Frank Cerda
Months before his 95th birthday, Frank Cerda donned cat ears and tail and paraded through Western Weekend in support of feral cats. During his nearly century-long life Frank stood up for the poor and underrepresented - from the San Francisco steelworker to the homeless kitty - in rallies and parades across the Bay Area. Frank passed away on June 30 in his Walnut Place home.
It is fitting that his last stand was in West Marin, where he spent the majority of his adult life painting, practicing carpentry, making peach ice cream for children and providing friendship, guidance and laughter for a community he cared deeply about. "He spoke from the heart," said Judy Borello, a local resident who knew Frank for nearly 40 years and remembered him as a "wonderful Bohemian character."
"We all didn't agree with him," she said, "but he spoke passionately about what he believed in and we always applauded him and loved him for that."
Frank Cerda was born July 15, 1913, in San Francisco, the youngest of three brothers. His father was a longshoreman in Barcelona and an anarchist who left Spain in the late 1800s. Frank was always proud of his Spanish heritage.
After graduating high school, he got a job as a "pot boy" with a company that painted signs, mixing paints for more experienced painters. On one of his first days he was sent to a brothel to replace a sign above the door.
"I was a callow 17 and-a-half-year-old and I didn't know a thing about girls," Frank later told an interviewer. "I became an expert about brothels at a very tender age."
During Prohibition he worked with his older brother painting gambling table covers and decorating speakeasies.
Frank's first marriage ended in divorce and, in 1950, he married Mary Yeagle. They had two children, John and Lynn, and later moved to Lagunitas, which was more conservative in those days. Frank's anti-Vietnam campaigning wasn't always appreciated, said Lynn.
"He butted a lot of heads in Lagunitas," she said, "but he loved talking to people with different views."
Frank later spent time at a commune in Novato and, in 1970, moved in with Lucy Shoemaker after her husband died in a car crash.
"He impacted our lives in a very special and beautiful way," said Wendy Shoemaker-Calomiris, one of Lucy's six children, whom Frank helped raise.
In 1965, while Frank was working as a contractor in San Francisco, he took a seminal trip to Mississippi with four other white contractors to rebuild an African American church that had been fire-bombed. Three civil rights activists from New York had been murdered and Frank's group was warned that their scraggly appearances and California plates would attract suspicion. Frank's group built the church in two-anda-half weeks without any trouble.

▶ **Data for analysis**:

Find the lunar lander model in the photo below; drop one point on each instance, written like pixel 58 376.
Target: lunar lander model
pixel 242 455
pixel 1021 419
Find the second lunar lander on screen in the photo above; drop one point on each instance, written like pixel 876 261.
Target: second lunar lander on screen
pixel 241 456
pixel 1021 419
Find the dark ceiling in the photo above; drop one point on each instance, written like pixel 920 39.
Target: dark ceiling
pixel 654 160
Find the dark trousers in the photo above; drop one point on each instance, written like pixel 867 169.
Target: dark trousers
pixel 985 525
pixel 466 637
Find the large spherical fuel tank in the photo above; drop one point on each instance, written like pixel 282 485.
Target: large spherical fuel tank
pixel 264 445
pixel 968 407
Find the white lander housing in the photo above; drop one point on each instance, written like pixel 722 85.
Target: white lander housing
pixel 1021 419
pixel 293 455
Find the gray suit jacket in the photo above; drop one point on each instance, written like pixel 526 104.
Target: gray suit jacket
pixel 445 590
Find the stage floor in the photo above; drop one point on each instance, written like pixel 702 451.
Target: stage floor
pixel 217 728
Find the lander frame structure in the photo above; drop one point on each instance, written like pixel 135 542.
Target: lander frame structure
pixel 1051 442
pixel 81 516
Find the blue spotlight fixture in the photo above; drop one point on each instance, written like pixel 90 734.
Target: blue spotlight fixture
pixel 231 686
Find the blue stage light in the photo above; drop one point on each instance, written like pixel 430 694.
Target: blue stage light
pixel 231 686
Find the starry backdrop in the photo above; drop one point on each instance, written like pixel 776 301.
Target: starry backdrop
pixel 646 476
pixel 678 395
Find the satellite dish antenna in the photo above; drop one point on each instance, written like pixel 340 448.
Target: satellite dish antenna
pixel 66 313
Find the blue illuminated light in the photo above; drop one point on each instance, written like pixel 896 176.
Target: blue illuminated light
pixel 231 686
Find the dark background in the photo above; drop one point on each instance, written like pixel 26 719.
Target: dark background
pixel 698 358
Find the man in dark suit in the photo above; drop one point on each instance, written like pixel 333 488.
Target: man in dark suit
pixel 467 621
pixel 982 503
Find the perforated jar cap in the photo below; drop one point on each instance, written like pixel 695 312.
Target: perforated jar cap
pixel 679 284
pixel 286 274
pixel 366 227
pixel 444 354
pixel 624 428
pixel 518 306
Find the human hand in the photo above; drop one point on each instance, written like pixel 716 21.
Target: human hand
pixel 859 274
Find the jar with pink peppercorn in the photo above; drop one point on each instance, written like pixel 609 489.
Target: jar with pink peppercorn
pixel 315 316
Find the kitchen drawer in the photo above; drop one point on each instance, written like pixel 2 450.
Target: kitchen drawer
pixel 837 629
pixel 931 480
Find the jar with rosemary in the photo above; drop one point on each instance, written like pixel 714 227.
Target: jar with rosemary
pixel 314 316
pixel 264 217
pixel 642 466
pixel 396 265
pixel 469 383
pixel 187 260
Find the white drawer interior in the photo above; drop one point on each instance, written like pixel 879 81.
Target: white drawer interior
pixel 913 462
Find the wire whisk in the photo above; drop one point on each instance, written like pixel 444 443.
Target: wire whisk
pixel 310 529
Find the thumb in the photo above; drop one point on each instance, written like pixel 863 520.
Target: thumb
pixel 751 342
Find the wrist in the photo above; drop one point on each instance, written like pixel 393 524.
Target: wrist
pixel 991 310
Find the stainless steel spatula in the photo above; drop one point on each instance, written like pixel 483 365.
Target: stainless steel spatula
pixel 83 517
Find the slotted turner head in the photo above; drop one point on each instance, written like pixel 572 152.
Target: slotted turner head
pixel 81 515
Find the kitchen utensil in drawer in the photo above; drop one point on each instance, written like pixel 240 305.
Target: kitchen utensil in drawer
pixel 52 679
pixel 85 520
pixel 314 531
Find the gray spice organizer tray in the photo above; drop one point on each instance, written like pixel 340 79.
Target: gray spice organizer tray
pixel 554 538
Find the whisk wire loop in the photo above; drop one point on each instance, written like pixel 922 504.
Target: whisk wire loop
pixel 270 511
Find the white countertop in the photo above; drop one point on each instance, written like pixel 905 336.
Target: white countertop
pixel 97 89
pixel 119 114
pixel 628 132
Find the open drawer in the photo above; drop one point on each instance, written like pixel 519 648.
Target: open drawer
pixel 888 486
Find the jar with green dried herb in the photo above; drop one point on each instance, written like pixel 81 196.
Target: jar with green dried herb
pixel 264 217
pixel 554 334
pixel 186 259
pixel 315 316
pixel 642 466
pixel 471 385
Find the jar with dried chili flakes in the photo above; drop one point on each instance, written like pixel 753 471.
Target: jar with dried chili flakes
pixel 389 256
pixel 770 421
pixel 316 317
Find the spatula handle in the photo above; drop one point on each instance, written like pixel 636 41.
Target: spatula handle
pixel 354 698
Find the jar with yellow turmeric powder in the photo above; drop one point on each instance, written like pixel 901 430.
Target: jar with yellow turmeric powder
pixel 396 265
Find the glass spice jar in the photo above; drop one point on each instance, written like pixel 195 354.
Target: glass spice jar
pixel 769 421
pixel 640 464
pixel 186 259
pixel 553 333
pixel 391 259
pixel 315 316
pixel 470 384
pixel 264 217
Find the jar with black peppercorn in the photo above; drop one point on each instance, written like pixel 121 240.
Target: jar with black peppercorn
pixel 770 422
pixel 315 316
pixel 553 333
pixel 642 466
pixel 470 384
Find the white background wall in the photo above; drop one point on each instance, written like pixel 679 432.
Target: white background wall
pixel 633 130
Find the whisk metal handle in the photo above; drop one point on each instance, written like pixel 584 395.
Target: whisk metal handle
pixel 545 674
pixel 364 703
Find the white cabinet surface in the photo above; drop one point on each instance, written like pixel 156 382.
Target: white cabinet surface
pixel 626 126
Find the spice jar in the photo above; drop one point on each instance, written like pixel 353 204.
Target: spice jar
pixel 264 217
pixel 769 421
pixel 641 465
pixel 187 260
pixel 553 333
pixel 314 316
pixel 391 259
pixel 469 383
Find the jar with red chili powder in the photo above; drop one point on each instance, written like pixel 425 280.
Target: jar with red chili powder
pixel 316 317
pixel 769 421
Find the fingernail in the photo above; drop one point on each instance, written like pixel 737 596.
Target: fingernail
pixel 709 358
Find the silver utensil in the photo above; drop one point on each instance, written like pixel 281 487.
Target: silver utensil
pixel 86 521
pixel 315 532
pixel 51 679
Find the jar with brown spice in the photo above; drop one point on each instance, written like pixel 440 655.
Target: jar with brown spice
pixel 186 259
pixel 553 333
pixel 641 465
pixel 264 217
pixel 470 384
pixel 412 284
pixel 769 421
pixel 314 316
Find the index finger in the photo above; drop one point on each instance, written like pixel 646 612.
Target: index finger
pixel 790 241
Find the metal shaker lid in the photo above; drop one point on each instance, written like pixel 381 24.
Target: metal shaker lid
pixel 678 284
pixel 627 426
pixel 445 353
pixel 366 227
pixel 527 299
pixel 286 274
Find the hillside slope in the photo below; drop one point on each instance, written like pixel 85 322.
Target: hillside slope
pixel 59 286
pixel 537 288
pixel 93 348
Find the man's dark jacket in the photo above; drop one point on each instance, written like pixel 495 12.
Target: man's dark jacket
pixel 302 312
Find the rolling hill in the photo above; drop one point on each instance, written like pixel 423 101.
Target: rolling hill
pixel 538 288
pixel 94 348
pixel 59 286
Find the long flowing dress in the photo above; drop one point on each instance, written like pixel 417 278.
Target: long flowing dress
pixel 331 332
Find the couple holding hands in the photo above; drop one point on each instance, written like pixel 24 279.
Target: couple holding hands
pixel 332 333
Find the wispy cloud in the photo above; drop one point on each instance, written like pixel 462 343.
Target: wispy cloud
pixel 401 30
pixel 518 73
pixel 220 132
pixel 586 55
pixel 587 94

▶ **Prompt 1**: List every four-digit year mentioned in the Frank Cerda obituary, in the order in which they appear.
▶ **Prompt 2**: Transcribe the Frank Cerda obituary from "After graduating high" to "and decorating speakeasies.".

▶ **Final answer 1**: 1913, 1950, 1970, 1965

▶ **Final answer 2**:
After graduating high school, he got a job as a "pot boy" with a company that painted signs, mixing paints for more experienced painters. On one of his first days he was sent to a brothel to replace a sign above the door.
"I was a callow 17 and-a-half-year-old and I didn't know a thing about girls," Frank later told an interviewer. "I became an expert about brothels at a very tender age."
During Prohibition he worked with his older brother painting gambling table covers and decorating speakeasies.